▶ **TASK INSTRUCTIONS**
Can you copy out all of the data below word for word, leaving the picture out of your answer?

************

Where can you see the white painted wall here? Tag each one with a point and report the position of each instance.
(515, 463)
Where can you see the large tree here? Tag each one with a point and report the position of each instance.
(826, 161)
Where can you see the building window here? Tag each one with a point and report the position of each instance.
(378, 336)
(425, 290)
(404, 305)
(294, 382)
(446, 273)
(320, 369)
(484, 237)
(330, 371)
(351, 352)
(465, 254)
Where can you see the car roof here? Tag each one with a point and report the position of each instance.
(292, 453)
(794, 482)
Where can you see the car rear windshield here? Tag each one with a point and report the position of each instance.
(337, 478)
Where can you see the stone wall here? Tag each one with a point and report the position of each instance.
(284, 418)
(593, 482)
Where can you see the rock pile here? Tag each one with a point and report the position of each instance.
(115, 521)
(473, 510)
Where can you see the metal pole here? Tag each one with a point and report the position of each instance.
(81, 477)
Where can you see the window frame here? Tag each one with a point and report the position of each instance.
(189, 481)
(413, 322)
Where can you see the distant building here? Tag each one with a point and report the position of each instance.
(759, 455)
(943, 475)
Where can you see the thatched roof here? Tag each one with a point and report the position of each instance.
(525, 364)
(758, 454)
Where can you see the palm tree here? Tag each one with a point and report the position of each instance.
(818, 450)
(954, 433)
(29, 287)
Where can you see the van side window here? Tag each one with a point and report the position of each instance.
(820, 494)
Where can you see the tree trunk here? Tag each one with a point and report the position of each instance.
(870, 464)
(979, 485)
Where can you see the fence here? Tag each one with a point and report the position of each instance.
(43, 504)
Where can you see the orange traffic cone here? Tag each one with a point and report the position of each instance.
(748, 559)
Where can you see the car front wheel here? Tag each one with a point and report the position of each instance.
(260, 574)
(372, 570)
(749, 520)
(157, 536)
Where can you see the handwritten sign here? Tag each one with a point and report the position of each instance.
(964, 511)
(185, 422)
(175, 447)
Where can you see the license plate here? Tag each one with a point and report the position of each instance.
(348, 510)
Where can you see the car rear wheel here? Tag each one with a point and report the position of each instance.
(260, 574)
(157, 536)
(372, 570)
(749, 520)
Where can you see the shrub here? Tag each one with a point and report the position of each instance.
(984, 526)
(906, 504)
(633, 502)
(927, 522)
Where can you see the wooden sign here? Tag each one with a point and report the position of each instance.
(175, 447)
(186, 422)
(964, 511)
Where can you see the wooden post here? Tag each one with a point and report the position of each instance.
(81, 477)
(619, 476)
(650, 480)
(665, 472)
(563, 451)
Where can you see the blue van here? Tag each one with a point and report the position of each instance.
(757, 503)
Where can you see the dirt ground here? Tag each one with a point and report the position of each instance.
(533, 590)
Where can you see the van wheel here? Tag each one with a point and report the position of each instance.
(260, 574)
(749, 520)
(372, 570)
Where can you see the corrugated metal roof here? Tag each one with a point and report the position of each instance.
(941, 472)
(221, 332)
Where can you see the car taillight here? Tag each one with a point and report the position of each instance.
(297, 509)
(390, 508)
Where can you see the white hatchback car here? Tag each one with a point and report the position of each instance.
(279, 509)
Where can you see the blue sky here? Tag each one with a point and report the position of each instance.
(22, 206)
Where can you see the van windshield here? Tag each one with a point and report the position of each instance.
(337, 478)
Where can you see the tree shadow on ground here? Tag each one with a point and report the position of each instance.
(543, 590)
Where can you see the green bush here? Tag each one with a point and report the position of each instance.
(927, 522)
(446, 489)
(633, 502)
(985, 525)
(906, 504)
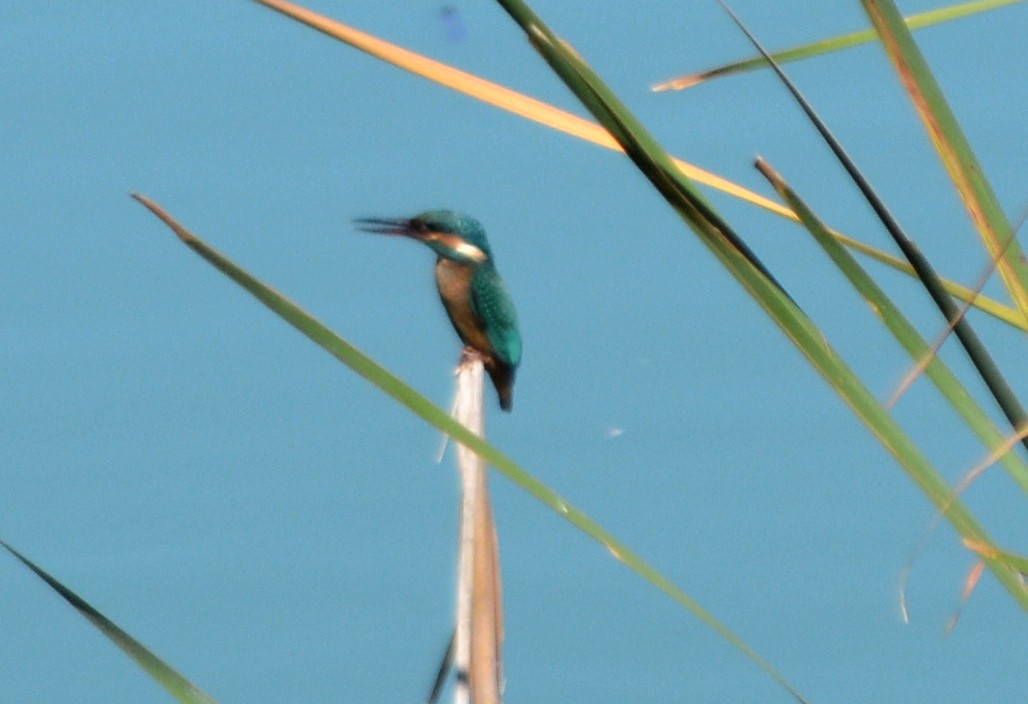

************

▶ **ANSWER TO THE TASK**
Where can you see the white painted wall here? Tag each one with a point and report the position of each instance.
(515, 463)
Where can you see the large tree here? Tag each one with a point and report the position of each instance.
(826, 161)
Where can you see the building window here? Tag each one with a point and report the position of each instance.
(378, 336)
(425, 290)
(404, 305)
(294, 382)
(446, 273)
(320, 369)
(484, 237)
(330, 371)
(351, 352)
(465, 254)
Where can you see the car roof here? Tag each one with a point and report the position of each instance.
(292, 453)
(794, 482)
Where can you see the car rear windshield here? Tag each one with a point and report the position of each instance.
(337, 478)
Where can you see the stone wall here? Tag each one with a point and report the position of each instance.
(284, 418)
(593, 482)
Where can you see the rock pile here? Tag each one with a point and report the position of each instance.
(115, 521)
(473, 510)
Where can you see the metal pole here? Tag each one with a point and report the position of each instance.
(81, 477)
Where can you see the window frame here? Tag each one with a point and report the position of each instance.
(189, 481)
(413, 322)
Where can you see the distant building here? Tag each one with a point and report the position of each instance.
(759, 455)
(943, 475)
Where can you see the thatched roof here? Tag each one with a point and report the position of each instance.
(525, 364)
(758, 454)
Where can you see the palm tree here? Tag each one with a point and report the position of each instance.
(818, 450)
(954, 433)
(29, 287)
Where can you see the van side window here? Tag each one with a point and report the position of each instance.
(820, 494)
Where can you see the tree trunk here? Tag each one with a point and report the position of each instance.
(870, 464)
(979, 485)
Where can you see the fence here? Tag each one with a point and report the position of each instance.
(43, 504)
Where can you see the orange traffic cone here? Tag each one with a point and report the position of each instance.
(748, 559)
Where can you see the car front wheel here? Tag each one with a point and report the position of each instance.
(260, 574)
(372, 570)
(749, 520)
(157, 536)
Where can you see the handwritten sign here? Tag each one with a point and report the position of each instance.
(964, 511)
(185, 422)
(175, 447)
Where can you see the license plate here? Tag each one with a point and report the position of each instance.
(348, 510)
Where can you see the car rear wheel here? Tag each one with a point and report the position of each instance.
(260, 574)
(157, 536)
(372, 570)
(749, 520)
Where can you see the shrub here? Tag each one with a point and report the position of each instance.
(984, 526)
(906, 504)
(633, 502)
(927, 522)
Where can you see the wooden sign here? Tag each one with a point and report the position of each instance.
(175, 447)
(186, 422)
(964, 511)
Where can you see the wooden post here? Tag each one with a point and report the position of each instance.
(81, 477)
(619, 476)
(650, 480)
(665, 472)
(563, 451)
Where can you see the blue van here? Tag each one with a point and report the position of each instance.
(757, 503)
Where can you see the dirt ground here? Tag each one with a point and report the position of each instance.
(533, 590)
Where can you see the van wheel here? Tag each one with a point and report the position of each instance.
(260, 574)
(749, 520)
(372, 570)
Where can you see the corrugated metal roof here? Tag each one with a point and report the position of each instance.
(941, 472)
(221, 332)
Where can you see the car taillight here? Tag each one with a point and report the position of each instance.
(297, 509)
(390, 508)
Where can you see the white hatchback car here? Tag each one with a point and report the position of each instance.
(279, 509)
Where can you see the blue sky here? Tag each one with a point and report the position of each instance.
(22, 206)
Where can you see the van windshield here? Tag each one with a point and report the position of each instance.
(337, 478)
Where can you see the tree shadow on ground here? Tag each one with a point and report the position of each instance.
(543, 590)
Where can you see the green bush here? Tag each one with a point and report the position of each instance.
(927, 522)
(446, 489)
(633, 502)
(985, 525)
(906, 504)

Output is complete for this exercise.